Aim:
Which lines in the items below contain the word "white"? Return each of those lines.

Given data:
================

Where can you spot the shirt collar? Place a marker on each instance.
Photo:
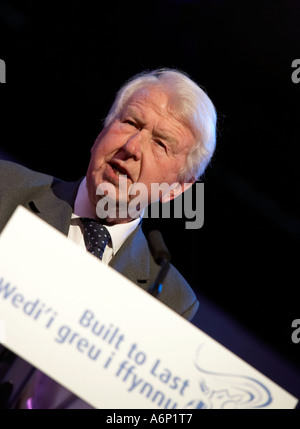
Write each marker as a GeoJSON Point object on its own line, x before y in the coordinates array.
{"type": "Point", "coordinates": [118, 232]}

================

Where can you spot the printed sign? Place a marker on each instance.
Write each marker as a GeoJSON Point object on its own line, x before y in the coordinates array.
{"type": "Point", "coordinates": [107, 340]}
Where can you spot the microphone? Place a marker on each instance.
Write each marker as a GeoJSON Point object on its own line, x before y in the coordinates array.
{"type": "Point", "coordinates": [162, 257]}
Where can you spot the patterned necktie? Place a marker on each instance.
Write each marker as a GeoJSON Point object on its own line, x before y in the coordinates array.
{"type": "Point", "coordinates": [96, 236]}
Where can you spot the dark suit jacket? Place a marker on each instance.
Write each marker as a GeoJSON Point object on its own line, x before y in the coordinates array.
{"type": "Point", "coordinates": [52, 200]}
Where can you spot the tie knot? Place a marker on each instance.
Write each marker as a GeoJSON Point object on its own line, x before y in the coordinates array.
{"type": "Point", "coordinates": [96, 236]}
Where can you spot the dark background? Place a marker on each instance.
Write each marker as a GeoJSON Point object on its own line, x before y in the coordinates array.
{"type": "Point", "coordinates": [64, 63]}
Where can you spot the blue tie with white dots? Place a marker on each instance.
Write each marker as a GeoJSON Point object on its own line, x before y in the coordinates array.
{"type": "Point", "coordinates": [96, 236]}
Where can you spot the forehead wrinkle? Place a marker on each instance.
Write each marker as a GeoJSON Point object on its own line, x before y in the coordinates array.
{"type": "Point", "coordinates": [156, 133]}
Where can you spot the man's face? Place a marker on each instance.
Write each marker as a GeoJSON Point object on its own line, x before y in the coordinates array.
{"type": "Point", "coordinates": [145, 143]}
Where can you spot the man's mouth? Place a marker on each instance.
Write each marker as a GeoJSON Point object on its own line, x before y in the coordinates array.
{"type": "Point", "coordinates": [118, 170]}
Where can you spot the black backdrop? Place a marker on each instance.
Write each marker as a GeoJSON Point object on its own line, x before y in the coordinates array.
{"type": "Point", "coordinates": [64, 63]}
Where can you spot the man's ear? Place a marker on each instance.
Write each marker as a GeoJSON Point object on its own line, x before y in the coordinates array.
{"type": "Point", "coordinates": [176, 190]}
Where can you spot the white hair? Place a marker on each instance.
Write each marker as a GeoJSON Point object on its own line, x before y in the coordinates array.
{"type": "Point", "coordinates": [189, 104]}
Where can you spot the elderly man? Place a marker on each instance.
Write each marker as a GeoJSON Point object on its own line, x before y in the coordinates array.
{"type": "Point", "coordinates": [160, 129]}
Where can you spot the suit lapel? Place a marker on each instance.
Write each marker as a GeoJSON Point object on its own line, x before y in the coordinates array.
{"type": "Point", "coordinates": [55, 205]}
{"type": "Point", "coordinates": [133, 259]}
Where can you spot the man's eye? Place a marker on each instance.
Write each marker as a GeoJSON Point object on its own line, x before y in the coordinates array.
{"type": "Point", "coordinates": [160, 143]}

================

Task solution:
Where can you spot the blue tie with white dots? Place a marker on each instance.
Where can you spot the white hair? Place a marker on each instance.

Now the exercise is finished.